**The problem:** Copy out, word for word, everything from the start of the records below down to and including the line containing "(1329, 758)".

**Data supplied:**

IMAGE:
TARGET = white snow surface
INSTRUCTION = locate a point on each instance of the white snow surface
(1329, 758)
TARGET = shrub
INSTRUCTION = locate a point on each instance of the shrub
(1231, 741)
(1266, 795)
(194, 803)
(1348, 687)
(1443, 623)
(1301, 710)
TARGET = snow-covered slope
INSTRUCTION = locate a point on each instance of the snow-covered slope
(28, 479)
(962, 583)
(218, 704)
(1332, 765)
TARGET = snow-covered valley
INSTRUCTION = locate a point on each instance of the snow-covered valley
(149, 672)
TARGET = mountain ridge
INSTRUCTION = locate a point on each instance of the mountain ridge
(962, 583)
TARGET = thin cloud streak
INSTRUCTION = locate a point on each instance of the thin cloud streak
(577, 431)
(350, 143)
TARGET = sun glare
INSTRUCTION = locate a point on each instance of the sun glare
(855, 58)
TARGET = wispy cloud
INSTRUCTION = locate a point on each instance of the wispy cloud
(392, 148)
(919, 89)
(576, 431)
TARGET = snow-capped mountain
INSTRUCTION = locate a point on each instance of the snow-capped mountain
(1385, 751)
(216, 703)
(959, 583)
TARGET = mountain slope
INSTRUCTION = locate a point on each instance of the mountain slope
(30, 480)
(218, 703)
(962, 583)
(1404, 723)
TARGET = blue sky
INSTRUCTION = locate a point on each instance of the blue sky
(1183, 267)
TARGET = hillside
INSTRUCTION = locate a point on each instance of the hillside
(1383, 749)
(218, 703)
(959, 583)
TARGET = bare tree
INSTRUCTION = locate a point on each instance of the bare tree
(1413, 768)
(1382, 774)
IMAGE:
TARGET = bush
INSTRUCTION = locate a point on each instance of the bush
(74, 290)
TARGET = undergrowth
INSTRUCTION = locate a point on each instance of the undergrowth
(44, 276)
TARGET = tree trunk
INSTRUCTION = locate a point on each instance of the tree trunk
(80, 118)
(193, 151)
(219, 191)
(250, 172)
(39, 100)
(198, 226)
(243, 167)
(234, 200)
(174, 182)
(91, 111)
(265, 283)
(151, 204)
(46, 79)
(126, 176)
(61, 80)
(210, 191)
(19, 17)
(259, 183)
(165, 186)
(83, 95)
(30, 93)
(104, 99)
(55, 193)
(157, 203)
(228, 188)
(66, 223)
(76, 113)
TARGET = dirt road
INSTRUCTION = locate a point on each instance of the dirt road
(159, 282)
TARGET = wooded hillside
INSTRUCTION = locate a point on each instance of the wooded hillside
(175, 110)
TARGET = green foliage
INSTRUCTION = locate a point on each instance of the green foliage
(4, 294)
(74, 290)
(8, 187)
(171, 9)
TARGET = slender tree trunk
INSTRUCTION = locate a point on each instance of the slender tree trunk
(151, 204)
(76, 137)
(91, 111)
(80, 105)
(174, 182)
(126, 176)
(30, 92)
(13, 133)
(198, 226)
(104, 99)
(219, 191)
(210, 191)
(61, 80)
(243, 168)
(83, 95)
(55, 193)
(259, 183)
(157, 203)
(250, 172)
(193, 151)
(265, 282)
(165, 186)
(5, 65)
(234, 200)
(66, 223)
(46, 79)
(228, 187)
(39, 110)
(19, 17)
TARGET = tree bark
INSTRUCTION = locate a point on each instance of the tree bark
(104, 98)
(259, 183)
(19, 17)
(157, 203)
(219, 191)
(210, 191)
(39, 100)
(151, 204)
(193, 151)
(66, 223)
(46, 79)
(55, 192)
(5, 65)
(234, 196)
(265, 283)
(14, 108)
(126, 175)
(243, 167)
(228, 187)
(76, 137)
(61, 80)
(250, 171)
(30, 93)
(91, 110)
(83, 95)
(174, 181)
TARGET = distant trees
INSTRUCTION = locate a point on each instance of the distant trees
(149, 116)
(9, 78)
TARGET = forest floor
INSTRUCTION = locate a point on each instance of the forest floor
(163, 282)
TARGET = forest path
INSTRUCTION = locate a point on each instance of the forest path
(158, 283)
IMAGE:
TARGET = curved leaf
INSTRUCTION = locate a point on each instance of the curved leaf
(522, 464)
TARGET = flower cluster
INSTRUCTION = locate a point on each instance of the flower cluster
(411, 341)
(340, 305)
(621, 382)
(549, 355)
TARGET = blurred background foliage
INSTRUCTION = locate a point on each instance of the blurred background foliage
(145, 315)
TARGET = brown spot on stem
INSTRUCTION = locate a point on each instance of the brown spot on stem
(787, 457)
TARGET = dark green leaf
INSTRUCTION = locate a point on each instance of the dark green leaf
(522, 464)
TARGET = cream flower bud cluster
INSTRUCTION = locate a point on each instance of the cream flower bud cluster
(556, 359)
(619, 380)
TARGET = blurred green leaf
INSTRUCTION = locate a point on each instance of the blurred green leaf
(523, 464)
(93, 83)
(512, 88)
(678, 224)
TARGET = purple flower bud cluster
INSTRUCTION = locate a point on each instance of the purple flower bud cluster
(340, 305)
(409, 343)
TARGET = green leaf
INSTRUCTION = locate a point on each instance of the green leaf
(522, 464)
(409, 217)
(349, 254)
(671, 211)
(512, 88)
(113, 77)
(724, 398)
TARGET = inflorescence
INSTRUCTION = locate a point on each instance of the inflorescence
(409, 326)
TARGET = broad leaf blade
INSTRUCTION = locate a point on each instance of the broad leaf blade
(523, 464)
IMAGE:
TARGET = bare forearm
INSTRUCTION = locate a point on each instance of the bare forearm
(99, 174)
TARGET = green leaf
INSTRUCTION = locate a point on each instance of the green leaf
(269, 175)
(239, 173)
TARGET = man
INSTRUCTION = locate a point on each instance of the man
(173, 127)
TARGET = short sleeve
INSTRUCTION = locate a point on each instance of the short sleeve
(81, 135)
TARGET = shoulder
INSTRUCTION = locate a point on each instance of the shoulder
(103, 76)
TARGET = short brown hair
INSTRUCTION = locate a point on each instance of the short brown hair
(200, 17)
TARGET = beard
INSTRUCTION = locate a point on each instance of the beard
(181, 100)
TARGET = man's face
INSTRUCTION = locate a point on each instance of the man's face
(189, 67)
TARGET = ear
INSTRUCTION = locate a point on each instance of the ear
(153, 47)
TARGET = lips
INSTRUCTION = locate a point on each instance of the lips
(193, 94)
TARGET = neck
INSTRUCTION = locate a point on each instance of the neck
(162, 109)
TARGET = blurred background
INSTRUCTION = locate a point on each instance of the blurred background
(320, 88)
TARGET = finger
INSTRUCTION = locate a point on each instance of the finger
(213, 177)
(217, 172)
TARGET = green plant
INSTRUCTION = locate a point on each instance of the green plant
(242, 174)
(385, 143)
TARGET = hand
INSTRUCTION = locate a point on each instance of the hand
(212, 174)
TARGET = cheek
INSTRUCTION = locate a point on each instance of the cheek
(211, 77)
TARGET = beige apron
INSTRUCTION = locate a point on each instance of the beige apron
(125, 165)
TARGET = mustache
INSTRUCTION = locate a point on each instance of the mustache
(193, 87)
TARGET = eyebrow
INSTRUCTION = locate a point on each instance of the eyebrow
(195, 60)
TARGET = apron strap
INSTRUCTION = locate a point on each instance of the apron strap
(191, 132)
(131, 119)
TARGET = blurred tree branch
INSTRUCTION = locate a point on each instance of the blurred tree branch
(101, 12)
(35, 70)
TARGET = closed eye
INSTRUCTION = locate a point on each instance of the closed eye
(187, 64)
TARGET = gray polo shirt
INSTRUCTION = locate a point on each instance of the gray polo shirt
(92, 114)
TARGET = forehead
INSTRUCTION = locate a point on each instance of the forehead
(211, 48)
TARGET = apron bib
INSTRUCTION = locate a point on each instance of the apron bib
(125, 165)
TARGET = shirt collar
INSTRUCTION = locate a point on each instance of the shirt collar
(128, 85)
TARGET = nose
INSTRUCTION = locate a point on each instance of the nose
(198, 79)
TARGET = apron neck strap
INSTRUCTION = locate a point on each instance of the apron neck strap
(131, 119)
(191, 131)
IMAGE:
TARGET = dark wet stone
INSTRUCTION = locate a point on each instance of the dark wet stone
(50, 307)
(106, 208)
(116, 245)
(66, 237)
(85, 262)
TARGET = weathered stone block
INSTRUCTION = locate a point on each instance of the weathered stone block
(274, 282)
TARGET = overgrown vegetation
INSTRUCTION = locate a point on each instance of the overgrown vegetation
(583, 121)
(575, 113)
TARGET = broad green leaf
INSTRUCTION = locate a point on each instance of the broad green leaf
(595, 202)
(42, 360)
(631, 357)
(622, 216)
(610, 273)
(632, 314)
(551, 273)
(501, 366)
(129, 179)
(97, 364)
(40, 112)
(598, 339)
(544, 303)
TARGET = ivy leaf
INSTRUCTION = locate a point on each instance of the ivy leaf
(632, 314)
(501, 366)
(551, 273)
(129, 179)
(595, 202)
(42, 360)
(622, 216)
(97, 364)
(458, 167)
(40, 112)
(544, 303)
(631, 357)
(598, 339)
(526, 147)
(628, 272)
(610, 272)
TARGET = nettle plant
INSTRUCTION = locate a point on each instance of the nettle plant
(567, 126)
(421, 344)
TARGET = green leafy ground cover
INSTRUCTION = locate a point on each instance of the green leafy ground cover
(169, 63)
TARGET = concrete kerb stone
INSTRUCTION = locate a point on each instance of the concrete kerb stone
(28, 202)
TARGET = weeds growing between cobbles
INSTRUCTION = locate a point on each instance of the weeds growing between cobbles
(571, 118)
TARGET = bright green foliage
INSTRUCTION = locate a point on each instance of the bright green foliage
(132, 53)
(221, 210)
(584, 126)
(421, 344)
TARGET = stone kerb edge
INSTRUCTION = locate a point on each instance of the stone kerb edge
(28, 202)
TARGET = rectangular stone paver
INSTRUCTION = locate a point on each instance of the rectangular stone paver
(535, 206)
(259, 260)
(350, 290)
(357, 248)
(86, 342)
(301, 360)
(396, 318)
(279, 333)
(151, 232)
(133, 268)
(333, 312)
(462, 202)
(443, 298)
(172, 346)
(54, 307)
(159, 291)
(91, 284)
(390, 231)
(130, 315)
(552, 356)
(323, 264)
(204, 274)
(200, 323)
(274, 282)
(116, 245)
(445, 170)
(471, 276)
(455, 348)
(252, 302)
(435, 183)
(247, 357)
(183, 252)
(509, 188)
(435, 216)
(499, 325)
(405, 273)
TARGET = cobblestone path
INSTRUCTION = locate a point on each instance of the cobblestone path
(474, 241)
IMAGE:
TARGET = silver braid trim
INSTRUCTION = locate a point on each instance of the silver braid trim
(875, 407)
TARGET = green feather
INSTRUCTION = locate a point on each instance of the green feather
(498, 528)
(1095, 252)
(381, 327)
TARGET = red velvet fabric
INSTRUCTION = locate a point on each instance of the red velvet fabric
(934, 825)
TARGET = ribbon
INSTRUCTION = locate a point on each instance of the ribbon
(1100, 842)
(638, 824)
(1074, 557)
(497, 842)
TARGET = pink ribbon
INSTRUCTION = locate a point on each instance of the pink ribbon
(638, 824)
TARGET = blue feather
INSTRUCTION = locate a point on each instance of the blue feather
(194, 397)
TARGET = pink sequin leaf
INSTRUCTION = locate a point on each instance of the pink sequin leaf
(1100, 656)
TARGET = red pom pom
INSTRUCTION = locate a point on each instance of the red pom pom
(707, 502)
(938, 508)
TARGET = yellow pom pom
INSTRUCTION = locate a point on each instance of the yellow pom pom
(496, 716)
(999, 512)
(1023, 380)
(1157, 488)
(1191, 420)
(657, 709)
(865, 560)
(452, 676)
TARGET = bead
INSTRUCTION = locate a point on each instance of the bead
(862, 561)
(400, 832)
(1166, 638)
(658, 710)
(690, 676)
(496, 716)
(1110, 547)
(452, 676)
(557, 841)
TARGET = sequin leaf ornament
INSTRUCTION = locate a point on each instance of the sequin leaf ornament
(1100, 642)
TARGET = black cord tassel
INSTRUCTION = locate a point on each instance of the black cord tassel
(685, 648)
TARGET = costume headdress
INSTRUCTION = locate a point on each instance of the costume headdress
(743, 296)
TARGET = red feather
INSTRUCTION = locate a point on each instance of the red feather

**Result below:**
IMAGE:
TARGET = white snow surface
INSTRUCTION = locate a point on each instance of the white snow surface
(1329, 758)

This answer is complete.